Work order 1:
In the urinary incontinence text, rewrite the passage between "In total, 1,412" and "continent older women.", inclusive, changing "women" to "participants" wherever it appears.
Work order 2:
According to the urinary incontinence text, what percentage of women with daily UI reported specific difficulty or dependence with using the toilet?
Work order 3:
Condense the urinary incontinence text's paragraph beginning "Urinary incontinence (UI) is a common condition" into a shorter version that keeps its main facts.

Reading text:

********

In total, 1,412 women were included in our analysis. Daily UI was reported by 177 (12.5%) women. Functional dependence or disability with any ADLs was reported in 62.1% (95% CI 54.2%, 70.1%) of women with daily UI. Among women with daily UI, 23.6% (95% CI 16.8%, 30.5%) reported specific difficulty or dependence with using the toilet signifying functional limitations which may contribute to urine leakage. After adjusting for age category, race/ethnicity, education level, and parity, women with daily UI had 3.31 increased odds of functional difficulty or dependence compared with continent older women.

Conclusion

Over 60% of older women with daily UI reported functional difficulty or dependence and 1/4 of women with daily UI specifically reported difficulty or dependence with using the toilet.

Keywords: activities of daily living, dependence, functional status, mobility, urinary incontinence

INTRODUCTION

Urinary incontinence (UI) is a common condition that can have a profound impact on women's lives. The prevalence of urinary incontinence increases dramatically with age.(1, 2) Incontinence is associated with decreased quality of life, poor self-rated health and depression in older women. (3-5) Incontinence can result from disease-specific processes such as detrusor overactivity or pelvic floor dysfunction. However, incontinence also can result “from physical or cognitive limitations that prevent a person from reaching or using the toilet.”(6) Inability to reach the toilet due to these functional limitations is termed functional UI.(6)

********

Records supplied:

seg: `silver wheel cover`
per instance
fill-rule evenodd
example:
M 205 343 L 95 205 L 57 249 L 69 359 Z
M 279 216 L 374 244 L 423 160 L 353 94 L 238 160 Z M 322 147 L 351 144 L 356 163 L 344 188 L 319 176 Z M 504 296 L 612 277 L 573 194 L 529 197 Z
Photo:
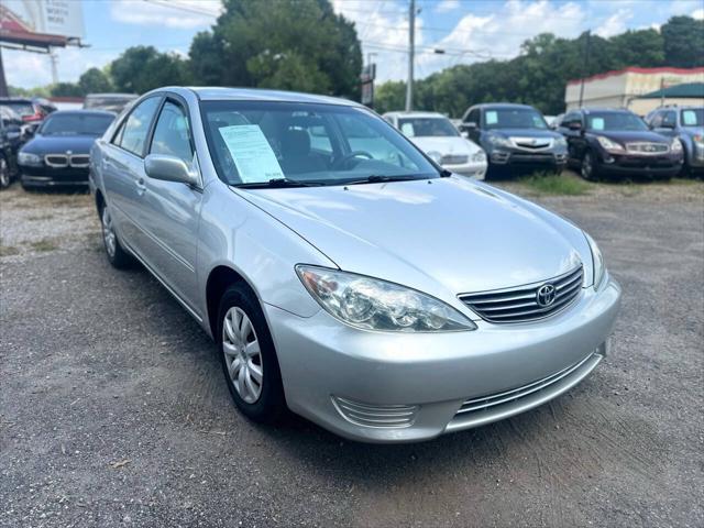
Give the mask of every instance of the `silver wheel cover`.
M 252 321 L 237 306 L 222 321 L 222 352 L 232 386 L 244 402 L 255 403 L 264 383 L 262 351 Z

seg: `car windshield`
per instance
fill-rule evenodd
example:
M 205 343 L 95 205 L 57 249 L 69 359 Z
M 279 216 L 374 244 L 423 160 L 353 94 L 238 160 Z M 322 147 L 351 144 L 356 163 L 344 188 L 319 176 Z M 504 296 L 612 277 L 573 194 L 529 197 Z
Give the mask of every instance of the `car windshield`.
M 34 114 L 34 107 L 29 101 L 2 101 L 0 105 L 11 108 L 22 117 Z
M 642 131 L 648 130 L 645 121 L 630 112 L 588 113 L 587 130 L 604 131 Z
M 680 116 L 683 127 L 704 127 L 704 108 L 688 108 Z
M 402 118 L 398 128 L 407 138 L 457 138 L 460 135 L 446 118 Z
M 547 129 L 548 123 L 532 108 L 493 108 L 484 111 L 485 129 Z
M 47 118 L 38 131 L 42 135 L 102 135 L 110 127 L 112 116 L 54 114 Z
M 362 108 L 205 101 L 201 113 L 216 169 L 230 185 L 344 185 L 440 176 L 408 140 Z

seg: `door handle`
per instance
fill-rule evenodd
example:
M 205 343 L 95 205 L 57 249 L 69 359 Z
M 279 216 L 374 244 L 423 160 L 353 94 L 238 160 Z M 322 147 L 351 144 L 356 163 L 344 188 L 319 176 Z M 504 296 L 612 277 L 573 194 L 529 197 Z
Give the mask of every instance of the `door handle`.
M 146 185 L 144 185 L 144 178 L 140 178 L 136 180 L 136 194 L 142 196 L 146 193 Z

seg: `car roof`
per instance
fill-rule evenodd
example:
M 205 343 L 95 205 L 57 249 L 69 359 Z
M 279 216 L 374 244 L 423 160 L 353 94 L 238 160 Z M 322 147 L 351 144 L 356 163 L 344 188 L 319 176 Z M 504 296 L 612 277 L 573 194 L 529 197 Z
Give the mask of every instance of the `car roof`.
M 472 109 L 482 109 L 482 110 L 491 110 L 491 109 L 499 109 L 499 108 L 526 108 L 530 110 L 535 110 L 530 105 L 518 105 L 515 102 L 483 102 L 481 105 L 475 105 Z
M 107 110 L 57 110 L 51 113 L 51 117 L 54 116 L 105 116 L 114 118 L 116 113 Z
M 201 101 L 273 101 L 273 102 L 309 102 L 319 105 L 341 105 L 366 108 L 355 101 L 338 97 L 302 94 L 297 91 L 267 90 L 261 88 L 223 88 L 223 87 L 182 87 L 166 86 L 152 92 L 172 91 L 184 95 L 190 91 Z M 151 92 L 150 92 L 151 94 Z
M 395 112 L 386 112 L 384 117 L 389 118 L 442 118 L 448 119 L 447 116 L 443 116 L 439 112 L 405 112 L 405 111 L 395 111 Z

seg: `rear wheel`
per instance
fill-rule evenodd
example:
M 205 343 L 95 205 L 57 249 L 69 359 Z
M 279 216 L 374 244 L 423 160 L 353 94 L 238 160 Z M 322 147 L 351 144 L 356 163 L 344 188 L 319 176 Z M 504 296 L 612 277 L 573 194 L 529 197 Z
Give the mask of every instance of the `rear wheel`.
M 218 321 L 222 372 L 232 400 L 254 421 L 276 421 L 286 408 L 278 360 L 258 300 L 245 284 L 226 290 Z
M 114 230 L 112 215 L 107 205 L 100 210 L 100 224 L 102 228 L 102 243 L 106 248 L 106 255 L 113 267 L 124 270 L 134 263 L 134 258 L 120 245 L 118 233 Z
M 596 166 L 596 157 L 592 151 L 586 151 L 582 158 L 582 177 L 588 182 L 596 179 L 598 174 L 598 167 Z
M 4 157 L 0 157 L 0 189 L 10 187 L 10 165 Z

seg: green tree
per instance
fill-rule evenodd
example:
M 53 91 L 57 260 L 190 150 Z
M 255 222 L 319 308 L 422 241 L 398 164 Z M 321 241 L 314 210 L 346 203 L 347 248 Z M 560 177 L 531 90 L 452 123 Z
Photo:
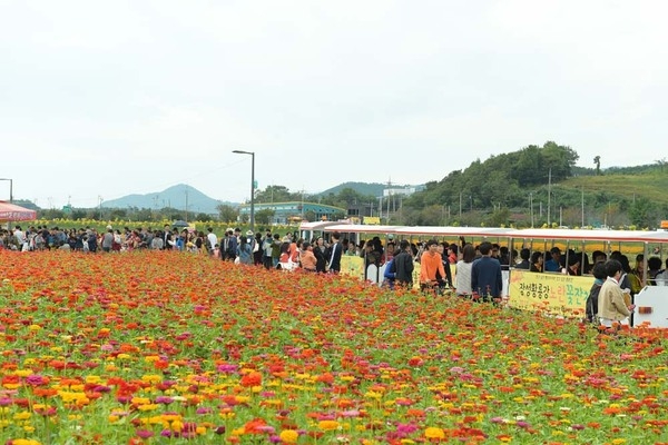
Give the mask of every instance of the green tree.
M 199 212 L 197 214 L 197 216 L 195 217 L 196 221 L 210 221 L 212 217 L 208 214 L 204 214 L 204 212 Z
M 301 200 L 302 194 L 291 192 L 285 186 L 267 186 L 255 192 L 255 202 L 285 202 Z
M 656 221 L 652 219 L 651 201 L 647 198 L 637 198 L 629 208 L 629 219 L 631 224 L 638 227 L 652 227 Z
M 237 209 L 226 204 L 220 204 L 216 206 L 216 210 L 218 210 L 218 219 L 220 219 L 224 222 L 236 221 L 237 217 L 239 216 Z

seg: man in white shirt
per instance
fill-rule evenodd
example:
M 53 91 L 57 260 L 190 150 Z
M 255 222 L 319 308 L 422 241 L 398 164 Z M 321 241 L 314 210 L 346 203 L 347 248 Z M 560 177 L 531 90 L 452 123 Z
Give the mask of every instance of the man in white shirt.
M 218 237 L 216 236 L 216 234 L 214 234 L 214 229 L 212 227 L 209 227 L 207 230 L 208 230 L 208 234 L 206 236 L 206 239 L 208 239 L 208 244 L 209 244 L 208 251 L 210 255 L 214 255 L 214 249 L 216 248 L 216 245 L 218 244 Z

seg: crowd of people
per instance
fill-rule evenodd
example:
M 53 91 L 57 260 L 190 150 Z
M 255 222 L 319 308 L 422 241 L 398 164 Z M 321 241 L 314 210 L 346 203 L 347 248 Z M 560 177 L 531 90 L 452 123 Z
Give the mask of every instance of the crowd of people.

********

Answer area 1:
In total, 1,412 participants were included in our analysis. Daily UI was reported by 177 (12.5%) participants. Functional dependence or disability with any ADLs was reported in 62.1% (95% CI 54.2%, 70.1%) of participants with daily UI. Among participants with daily UI, 23.6% (95% CI 16.8%, 30.5%) reported specific difficulty or dependence with using the toilet signifying functional limitations which may contribute to urine leakage. After adjusting for age category, race/ethnicity, education level, and parity, participants with daily UI had 3.31 increased odds of functional difficulty or dependence compared with continent older participants.

Answer area 2:
23.6% (95% CI 16.8%, 30.5%)

Answer area 3:
Urinary incontinence (UI) is common in women and rises sharply in prevalence with age. In older women it is associated with decreased quality of life, poor self-rated health, and depression. It can result from disease-specific processes such as detrusor overactivity or pelvic floor dysfunction. It can also result from physical or cognitive limitations that prevent a person from reaching or using the toilet. When these functional limitations make a person unable to reach the toilet, the condition is termed functional UI.